WHAT YOU ARE ASKED TO DO ::
All the data below should be printed again without a single difference.

(DATA FOR ANALYSIS Opens)

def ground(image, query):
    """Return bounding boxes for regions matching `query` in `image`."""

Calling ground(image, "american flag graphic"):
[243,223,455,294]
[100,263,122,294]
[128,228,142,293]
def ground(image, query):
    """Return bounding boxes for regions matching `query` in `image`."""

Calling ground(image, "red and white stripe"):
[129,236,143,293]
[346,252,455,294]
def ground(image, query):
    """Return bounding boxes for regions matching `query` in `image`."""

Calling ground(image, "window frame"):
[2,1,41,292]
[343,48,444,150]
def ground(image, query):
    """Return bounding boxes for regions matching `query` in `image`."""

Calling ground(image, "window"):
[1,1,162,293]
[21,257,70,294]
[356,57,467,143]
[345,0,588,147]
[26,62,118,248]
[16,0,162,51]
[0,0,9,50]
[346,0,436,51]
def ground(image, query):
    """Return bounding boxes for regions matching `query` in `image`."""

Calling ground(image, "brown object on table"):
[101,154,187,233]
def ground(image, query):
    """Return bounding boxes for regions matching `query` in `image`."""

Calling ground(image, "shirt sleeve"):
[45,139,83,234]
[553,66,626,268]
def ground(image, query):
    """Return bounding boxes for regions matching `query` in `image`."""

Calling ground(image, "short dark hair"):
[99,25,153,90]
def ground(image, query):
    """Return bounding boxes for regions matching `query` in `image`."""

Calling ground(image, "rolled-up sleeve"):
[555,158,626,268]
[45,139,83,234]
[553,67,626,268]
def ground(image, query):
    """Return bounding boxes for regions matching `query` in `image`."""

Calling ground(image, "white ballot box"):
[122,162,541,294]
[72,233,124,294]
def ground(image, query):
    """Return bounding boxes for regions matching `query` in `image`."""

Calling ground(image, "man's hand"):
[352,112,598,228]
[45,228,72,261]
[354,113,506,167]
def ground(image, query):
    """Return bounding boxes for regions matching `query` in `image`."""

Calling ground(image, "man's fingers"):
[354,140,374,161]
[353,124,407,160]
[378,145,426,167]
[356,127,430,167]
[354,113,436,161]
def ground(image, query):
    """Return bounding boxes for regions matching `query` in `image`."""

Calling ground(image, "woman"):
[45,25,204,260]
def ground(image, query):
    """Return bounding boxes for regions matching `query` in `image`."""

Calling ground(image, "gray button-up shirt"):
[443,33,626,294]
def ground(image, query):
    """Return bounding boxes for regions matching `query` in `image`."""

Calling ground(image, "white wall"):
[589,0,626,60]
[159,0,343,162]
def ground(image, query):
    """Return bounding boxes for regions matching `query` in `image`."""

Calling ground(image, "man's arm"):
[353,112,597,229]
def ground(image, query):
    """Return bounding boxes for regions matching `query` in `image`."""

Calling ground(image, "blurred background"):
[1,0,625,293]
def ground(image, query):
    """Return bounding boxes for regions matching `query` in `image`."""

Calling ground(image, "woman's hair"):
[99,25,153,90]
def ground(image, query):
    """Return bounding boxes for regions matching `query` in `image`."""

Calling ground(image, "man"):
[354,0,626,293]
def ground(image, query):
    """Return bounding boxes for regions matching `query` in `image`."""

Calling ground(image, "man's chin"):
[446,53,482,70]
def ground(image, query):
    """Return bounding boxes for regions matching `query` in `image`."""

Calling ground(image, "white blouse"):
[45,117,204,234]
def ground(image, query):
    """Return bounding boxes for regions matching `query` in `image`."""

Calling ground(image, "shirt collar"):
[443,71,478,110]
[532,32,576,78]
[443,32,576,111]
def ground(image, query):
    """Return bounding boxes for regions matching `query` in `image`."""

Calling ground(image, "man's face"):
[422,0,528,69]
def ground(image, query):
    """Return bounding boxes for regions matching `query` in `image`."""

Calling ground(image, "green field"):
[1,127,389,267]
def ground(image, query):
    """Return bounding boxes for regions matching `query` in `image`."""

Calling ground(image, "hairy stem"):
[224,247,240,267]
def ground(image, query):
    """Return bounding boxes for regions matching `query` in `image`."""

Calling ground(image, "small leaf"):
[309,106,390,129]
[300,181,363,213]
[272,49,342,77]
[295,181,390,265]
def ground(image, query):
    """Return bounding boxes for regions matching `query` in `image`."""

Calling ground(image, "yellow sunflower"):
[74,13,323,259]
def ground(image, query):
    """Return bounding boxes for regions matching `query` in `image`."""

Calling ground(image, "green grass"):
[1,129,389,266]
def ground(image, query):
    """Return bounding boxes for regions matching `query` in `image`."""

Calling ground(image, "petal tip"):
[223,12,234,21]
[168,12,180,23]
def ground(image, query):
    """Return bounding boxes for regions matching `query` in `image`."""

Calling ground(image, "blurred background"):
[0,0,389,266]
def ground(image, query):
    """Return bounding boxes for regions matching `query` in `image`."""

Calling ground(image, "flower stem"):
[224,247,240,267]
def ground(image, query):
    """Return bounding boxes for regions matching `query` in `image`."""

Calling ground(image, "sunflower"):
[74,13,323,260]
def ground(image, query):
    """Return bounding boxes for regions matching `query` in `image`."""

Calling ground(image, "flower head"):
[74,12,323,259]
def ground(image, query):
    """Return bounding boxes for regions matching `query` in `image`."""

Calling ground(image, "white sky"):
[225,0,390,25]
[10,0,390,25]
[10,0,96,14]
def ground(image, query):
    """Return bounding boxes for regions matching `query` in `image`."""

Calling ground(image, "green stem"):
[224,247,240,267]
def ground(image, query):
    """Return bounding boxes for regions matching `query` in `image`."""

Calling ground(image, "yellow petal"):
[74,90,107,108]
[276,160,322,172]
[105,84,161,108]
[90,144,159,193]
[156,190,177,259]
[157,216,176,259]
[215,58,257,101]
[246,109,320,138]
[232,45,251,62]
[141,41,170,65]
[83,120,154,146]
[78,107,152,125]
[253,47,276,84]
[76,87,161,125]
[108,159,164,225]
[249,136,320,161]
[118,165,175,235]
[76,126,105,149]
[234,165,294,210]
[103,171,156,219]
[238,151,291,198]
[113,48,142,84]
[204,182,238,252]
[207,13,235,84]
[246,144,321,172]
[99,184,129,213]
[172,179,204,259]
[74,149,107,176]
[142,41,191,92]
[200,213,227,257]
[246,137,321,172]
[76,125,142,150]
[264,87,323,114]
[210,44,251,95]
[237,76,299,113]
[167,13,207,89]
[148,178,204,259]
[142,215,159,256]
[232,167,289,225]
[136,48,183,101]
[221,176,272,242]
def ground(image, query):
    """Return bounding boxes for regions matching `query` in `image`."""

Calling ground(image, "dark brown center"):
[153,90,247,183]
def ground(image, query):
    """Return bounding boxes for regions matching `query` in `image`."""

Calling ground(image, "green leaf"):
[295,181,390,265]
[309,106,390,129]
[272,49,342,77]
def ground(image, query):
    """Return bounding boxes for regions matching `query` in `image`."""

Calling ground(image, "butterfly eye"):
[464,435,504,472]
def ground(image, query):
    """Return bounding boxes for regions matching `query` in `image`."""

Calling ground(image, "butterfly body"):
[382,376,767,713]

(DATA FOR ANALYSIS Closes)

SOLUTION TO THE EXERCISE ::
def ground(image, query):
    """Return bounding boxes for regions matching `query` in `image`."""

Calling ground(image, "american flag graphic"):
[243,223,455,294]
[100,263,122,294]
[128,228,142,293]
def ground(image, query):
    """Return bounding boxes for regions matching `query` in `image`."""

Calling ground(image, "red and white stripe"):
[129,236,143,293]
[346,252,455,294]
def ground(image, query):
    """Return bounding boxes for regions matching `query` in `image`."""

Calling ground(image, "window frame"):
[2,1,41,292]
[343,48,444,150]
def ground(image, query):
    """Return bounding boxes for regions matching `query` in `image`."""

Calling ground(image, "window"):
[1,1,162,293]
[21,257,70,294]
[356,57,467,143]
[345,0,588,147]
[26,62,118,248]
[16,0,162,51]
[0,0,9,50]
[346,0,436,51]
def ground(image, query):
    """Return bounding boxes for regions matching `query` in `image`."""

Calling ground(image, "brown object on table"):
[101,154,187,233]
def ground(image, query):
    """Return bounding boxes for regions matching `query` in `image`."""

Calling ground(image, "shirt sleeve"):
[45,139,83,234]
[553,66,626,268]
def ground(image, query):
    """Return bounding boxes for regions matching `query` in `image`."""

Calling ground(image, "short dark hair"):
[99,25,153,90]
def ground(image, query):
    """Return bounding boxes for regions matching `query` in `image`."""

Calling ground(image, "rolled-up sleeve"):
[555,158,626,268]
[45,139,83,234]
[553,67,626,268]
def ground(image, query):
    """Return bounding boxes for regions matching `query` in `image`."""

Calling ground(image, "white ballot box"):
[122,162,541,294]
[72,233,124,294]
def ground(image, query):
    """Return bounding boxes for regions matching `query` in `image`."""

Calling ground(image, "man's hand"):
[352,112,598,228]
[45,228,72,261]
[354,113,506,167]
def ground(image, query):
    """Return bounding boxes for regions matching `query` in `image`."""

Calling ground(image, "man's fingers"):
[354,140,374,161]
[353,124,407,160]
[378,145,426,167]
[356,127,430,167]
[354,113,436,161]
def ground(image, query):
    """Return bounding boxes for regions matching `query` in `image`."""

Calling ground(image, "woman"):
[45,25,204,260]
def ground(image, query):
    """Return bounding boxes for regions matching `query` in `image`."""

Calling ground(image, "gray button-up shirt"):
[443,33,626,294]
def ground(image, query):
    """Return bounding boxes for regions matching `query` in `image`."""

Calling ground(image, "white wall"):
[589,0,626,60]
[159,0,343,162]
def ground(image, query):
    """Return bounding boxes for regions matching `query` in `image`."""

Calling ground(image, "man's arm"):
[353,112,597,229]
def ground(image, query):
    """Return bounding boxes for regions matching `query` in `image`."""

Calling ground(image, "blurred background"):
[1,0,625,293]
def ground(image, query):
    """Return bounding boxes for regions matching `query` in `image`."""

Calling ground(image, "woman's hair"):
[99,25,153,90]
def ground(image, query):
    """Return bounding boxes for regions matching `query` in `image`."""

Calling ground(image, "man"):
[354,0,626,293]
def ground(image, query):
    """Return bounding boxes for regions matching `query` in `image`."""

Calling ground(image, "man's chin"):
[446,53,482,70]
def ground(image, query):
    """Return bounding boxes for regions matching `query` in `image`."""

Calling ground(image, "white blouse"):
[45,117,204,234]
def ground(image, query):
    """Return bounding boxes for regions matching `query` in `image`."""

Calling ground(image, "shirt collar"):
[443,71,478,110]
[532,32,576,78]
[443,32,576,111]
def ground(image, query):
    """Return bounding boxes for regions matching `query` in `image`."""

Calling ground(image, "man's face"):
[422,0,528,69]
def ground(image, query):
    """Return bounding boxes for regions matching `query` in `image`."""

Calling ground(image, "green field"):
[1,127,389,267]
def ground(image, query):
    """Return bounding boxes for regions matching `query` in `image`."""

Calling ground(image, "hairy stem"):
[224,247,240,267]
def ground(image, query):
    """Return bounding boxes for regions matching `query` in `image`."""

Calling ground(image, "small leaf"):
[309,106,390,129]
[300,181,363,213]
[272,49,342,77]
[295,181,390,265]
def ground(image, query):
    """Return bounding boxes for regions matching `query` in `image`."""

Calling ground(image, "yellow sunflower"):
[74,13,323,259]
def ground(image, query):
    """Return bounding boxes for regions matching `query` in `image`."""

Calling ground(image, "green grass"):
[1,129,389,266]
def ground(image, query):
    """Return bounding boxes for regions matching `query` in `image`."""

Calling ground(image, "petal tip"):
[223,12,234,21]
[168,12,180,23]
def ground(image, query):
    """Return bounding boxes for regions matching `query` in `image`."""

Calling ground(image, "blurred background"):
[0,0,389,266]
def ground(image, query):
    """Return bounding boxes for regions matching `query` in `image`."""

Calling ground(image, "flower stem"):
[224,247,240,267]
def ground(image, query):
    """Return bounding boxes for regions matching `query` in `image`."""

Calling ground(image, "sunflower"):
[74,13,323,260]
def ground(image, query):
    """Return bounding boxes for regions matching `query` in `image`."""

Calling ground(image, "flower head"):
[74,12,323,259]
def ground(image, query):
    """Return bounding boxes for regions matching `query` in `image`."""

Calling ground(image, "white sky"):
[225,0,390,25]
[10,0,390,25]
[10,0,96,14]
def ground(image, query):
    """Return bounding boxes for regions matching `query` in `image`."""

Calling ground(image, "green stem"):
[224,247,240,267]
def ground(image, query):
    """Return bounding boxes for regions matching `query` in `image`."""

Calling ground(image, "yellow petal"):
[74,90,107,108]
[276,160,322,172]
[105,84,161,108]
[90,144,159,193]
[156,190,177,259]
[157,216,176,259]
[215,58,257,101]
[246,109,320,138]
[232,45,251,62]
[141,41,170,65]
[83,120,154,146]
[78,107,152,125]
[253,47,276,84]
[76,87,161,125]
[108,159,164,225]
[249,136,320,161]
[118,165,175,235]
[76,126,105,149]
[234,165,294,210]
[103,171,156,219]
[238,151,291,198]
[113,48,142,84]
[204,182,238,252]
[207,13,235,84]
[246,144,321,172]
[99,184,129,213]
[172,179,204,259]
[74,149,107,176]
[142,41,191,92]
[200,213,227,257]
[246,137,321,172]
[76,125,142,150]
[264,87,323,114]
[210,44,251,95]
[237,76,299,113]
[167,13,207,89]
[148,178,204,259]
[142,215,159,256]
[232,167,289,225]
[136,48,183,101]
[221,176,272,242]
def ground(image, query):
    """Return bounding boxes for regions matching `query` in `image`."""

Calling ground(image, "dark brown center"):
[153,90,247,183]
def ground(image, query):
    """Return bounding boxes for regions matching `query` in `image`."""

Calling ground(image, "green leaf"):
[295,181,390,265]
[309,106,390,129]
[272,49,342,77]
def ground(image, query):
    """Return bounding boxes for regions matching `query` in `image`."""

Calling ground(image, "butterfly eye"):
[464,435,504,472]
def ground(image, query):
    """Return bounding boxes for regions matching `query` in `image`."""

Calling ground(image, "butterfly body"):
[382,376,767,713]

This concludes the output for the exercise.